Stored dataset items:
— START —
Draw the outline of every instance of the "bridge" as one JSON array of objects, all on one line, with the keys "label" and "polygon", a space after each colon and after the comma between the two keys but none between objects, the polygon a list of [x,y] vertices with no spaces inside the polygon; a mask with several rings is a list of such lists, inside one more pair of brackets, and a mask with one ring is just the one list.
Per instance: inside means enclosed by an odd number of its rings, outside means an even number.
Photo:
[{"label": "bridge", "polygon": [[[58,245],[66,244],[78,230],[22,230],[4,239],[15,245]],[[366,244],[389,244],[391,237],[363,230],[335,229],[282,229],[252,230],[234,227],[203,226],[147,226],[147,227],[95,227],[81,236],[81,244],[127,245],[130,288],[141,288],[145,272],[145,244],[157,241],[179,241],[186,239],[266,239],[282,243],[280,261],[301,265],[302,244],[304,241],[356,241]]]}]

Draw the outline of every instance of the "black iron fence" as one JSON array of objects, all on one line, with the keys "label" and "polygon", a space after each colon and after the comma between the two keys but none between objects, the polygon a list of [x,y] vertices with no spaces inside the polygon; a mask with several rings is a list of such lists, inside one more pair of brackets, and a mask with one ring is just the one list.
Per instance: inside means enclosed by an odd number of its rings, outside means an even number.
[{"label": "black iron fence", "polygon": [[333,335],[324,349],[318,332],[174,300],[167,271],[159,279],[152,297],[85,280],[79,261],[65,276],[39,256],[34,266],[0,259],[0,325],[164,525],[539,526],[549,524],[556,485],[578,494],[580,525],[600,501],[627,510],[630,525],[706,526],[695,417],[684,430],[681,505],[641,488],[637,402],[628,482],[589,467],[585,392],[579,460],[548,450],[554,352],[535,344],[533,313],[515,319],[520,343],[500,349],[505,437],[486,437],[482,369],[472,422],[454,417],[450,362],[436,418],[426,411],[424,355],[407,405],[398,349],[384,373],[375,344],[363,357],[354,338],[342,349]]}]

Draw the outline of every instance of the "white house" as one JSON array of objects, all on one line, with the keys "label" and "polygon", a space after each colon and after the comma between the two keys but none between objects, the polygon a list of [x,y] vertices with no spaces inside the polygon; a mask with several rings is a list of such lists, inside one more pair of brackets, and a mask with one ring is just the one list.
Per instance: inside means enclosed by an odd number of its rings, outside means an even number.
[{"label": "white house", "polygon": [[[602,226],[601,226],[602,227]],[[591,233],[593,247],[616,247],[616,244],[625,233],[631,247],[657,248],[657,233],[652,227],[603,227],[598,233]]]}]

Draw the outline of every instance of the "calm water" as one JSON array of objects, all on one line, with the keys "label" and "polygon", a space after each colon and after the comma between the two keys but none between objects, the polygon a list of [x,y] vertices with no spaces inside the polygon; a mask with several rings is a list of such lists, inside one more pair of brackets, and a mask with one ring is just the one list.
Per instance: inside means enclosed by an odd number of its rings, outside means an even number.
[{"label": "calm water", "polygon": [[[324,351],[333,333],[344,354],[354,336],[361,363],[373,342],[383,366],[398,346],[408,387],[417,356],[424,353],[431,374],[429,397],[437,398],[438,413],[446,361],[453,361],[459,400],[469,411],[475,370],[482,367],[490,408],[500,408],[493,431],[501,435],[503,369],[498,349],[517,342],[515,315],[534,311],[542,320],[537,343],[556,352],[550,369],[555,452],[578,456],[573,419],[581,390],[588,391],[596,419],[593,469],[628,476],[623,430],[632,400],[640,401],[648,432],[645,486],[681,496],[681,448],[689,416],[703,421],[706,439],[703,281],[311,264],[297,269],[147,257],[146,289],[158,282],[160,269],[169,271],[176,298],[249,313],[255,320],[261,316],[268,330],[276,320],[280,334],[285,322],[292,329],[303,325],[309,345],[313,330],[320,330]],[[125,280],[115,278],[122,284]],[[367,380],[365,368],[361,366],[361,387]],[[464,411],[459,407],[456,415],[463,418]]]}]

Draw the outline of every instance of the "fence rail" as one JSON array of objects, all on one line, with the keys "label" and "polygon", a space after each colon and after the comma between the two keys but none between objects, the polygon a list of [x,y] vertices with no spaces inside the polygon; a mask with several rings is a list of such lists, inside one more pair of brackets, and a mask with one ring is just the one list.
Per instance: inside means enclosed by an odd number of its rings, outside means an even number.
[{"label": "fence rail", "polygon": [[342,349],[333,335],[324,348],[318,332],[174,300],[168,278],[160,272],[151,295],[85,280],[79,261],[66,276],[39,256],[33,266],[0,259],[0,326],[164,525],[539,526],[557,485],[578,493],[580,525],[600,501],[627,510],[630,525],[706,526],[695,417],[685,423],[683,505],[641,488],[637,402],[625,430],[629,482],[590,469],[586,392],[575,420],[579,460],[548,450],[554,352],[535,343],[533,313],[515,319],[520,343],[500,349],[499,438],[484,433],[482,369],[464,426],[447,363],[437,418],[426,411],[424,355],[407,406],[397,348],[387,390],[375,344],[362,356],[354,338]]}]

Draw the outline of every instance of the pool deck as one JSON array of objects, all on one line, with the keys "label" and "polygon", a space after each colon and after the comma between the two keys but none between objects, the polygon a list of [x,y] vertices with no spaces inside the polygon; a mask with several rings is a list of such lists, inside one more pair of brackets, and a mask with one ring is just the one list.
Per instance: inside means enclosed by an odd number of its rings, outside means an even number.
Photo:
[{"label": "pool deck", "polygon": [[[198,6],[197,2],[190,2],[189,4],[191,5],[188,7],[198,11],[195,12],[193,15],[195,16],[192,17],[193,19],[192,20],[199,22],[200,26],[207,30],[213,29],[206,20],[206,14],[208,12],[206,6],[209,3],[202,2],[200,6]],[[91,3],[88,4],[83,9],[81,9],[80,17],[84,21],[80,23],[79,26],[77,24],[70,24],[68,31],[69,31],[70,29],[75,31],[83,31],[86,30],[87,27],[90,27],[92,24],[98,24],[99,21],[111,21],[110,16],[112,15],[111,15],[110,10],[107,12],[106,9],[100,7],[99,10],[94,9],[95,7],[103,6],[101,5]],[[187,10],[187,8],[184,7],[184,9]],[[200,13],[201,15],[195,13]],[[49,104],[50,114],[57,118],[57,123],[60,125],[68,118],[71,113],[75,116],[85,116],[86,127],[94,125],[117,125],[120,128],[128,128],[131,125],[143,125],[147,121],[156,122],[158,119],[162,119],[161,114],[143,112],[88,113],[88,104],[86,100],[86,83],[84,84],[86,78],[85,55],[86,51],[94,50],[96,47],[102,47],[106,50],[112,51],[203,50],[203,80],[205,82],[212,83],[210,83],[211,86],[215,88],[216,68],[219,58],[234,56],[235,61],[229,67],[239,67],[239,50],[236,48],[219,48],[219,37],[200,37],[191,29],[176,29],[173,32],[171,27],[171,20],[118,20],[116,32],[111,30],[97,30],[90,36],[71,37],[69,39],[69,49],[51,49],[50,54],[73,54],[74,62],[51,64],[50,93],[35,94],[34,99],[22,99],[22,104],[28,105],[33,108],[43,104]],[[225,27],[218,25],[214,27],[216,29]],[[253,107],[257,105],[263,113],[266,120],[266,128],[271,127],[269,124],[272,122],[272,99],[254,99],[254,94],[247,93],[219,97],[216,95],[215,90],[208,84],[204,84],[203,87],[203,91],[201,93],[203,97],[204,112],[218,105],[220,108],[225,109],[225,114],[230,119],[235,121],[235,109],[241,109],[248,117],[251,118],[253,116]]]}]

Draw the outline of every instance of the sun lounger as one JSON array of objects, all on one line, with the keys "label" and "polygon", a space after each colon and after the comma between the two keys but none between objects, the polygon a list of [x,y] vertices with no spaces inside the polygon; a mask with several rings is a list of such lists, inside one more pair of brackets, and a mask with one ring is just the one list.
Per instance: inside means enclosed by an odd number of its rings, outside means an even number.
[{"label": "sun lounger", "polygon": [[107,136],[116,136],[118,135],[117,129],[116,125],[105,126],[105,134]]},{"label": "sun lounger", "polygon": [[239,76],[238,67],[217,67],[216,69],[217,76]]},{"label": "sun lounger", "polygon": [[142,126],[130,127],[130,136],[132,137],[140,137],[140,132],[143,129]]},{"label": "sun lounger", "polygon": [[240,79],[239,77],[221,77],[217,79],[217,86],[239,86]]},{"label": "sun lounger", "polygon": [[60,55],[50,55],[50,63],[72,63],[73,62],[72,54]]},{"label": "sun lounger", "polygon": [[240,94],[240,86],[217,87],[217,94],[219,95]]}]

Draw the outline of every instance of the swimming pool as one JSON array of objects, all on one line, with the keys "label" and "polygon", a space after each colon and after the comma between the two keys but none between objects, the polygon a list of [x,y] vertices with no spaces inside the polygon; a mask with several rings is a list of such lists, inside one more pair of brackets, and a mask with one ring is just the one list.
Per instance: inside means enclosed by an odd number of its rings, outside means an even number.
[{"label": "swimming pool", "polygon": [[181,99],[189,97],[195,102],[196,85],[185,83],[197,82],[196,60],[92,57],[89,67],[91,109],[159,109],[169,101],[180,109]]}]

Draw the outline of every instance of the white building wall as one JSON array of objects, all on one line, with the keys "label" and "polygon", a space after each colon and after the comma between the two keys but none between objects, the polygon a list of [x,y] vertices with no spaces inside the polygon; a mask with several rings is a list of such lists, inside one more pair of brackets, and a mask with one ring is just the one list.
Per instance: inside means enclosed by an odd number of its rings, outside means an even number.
— END —
YOUR TASK
Pull out every line of the data above that contains the word "swimming". Only matches with the same capitalization count.

ANSWER TO THE EXERCISE
Draw the outline of every instance of the swimming pool as one JSON array of objects, all on one line, with the keys "label" and "polygon", a space after each colon and after the comma between the two keys but none between objects, the polygon a list of [x,y] vertices with no spaces inside the polygon; a mask with several rings is a list of such lists, inside one more pair of brackets, and a mask with one ring is just the one list.
[{"label": "swimming pool", "polygon": [[181,99],[189,97],[195,102],[196,85],[185,83],[197,82],[196,60],[92,57],[89,67],[91,109],[159,109],[169,101],[180,109]]}]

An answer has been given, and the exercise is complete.